* [Directions for this task] Scan the entries below for "white" and copy each line that holds it.

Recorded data
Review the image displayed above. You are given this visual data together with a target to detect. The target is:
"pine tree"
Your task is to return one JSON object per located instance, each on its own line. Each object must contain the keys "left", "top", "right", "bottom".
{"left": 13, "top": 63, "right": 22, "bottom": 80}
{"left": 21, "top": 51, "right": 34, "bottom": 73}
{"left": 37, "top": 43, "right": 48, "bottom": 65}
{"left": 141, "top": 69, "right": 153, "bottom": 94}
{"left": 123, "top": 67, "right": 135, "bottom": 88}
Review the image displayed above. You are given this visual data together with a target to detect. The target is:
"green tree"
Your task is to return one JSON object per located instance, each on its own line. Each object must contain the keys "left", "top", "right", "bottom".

--

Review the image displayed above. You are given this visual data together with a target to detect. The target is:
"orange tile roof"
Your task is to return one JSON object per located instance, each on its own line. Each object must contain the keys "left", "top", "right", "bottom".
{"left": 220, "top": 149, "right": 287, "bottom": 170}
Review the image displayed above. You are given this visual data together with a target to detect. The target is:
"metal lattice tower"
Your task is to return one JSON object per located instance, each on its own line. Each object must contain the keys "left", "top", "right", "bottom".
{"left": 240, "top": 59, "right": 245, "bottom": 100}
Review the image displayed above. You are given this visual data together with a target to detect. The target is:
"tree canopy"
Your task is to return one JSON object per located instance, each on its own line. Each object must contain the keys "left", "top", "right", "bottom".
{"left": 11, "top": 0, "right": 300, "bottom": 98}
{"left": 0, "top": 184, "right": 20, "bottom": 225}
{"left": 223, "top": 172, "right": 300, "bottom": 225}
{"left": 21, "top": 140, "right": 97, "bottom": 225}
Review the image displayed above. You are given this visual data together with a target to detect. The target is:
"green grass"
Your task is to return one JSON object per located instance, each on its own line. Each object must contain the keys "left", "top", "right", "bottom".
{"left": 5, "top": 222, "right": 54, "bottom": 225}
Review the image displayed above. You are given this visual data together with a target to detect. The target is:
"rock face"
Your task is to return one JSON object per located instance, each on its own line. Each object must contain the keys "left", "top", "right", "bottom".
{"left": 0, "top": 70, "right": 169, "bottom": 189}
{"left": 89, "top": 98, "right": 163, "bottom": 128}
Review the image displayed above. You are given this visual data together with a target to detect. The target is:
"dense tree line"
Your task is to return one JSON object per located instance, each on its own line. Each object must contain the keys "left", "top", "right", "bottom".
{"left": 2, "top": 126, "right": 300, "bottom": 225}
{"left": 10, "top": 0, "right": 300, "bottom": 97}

--

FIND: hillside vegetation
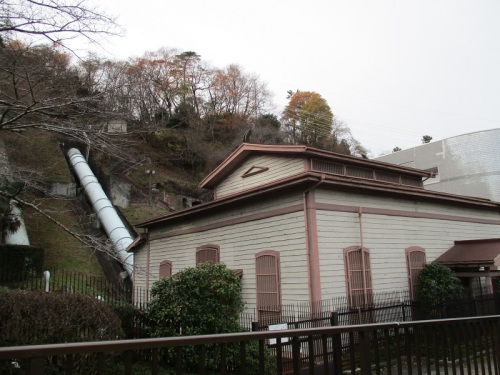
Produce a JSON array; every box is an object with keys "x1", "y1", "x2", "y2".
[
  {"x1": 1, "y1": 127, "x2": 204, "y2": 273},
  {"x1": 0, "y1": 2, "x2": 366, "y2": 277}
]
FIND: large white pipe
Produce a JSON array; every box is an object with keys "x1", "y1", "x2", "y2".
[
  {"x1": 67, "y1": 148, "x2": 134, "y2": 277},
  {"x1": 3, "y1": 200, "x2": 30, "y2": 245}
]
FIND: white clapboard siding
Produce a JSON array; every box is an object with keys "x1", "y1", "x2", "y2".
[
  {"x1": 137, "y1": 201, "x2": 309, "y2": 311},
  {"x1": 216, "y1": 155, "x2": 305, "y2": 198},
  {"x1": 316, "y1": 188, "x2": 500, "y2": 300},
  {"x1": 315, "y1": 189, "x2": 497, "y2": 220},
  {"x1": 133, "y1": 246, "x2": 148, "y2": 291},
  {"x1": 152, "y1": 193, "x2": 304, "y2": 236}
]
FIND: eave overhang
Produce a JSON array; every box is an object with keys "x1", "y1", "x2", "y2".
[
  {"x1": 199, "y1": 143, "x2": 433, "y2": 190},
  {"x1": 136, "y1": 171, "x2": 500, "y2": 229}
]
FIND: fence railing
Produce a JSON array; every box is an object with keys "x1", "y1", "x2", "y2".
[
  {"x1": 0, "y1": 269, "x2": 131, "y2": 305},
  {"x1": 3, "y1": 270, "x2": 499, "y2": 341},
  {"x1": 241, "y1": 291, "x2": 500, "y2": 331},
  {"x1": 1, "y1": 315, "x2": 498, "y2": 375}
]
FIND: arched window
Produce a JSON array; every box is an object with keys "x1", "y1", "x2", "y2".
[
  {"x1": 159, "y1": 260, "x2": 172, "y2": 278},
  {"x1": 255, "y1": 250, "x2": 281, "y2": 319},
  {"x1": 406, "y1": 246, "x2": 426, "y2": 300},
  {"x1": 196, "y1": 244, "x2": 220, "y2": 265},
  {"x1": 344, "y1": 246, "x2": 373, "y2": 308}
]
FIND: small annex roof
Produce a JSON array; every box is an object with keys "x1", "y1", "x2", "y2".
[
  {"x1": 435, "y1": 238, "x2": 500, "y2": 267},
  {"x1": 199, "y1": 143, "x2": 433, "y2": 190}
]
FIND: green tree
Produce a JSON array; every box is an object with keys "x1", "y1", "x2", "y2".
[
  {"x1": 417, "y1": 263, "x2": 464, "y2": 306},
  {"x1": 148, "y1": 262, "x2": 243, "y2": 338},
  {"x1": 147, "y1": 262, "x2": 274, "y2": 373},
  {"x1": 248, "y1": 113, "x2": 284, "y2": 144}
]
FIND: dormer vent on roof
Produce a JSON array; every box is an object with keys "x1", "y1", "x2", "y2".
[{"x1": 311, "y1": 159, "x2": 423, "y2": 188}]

* [Solution]
FIND: large white pipe
FIND: white clapboard siding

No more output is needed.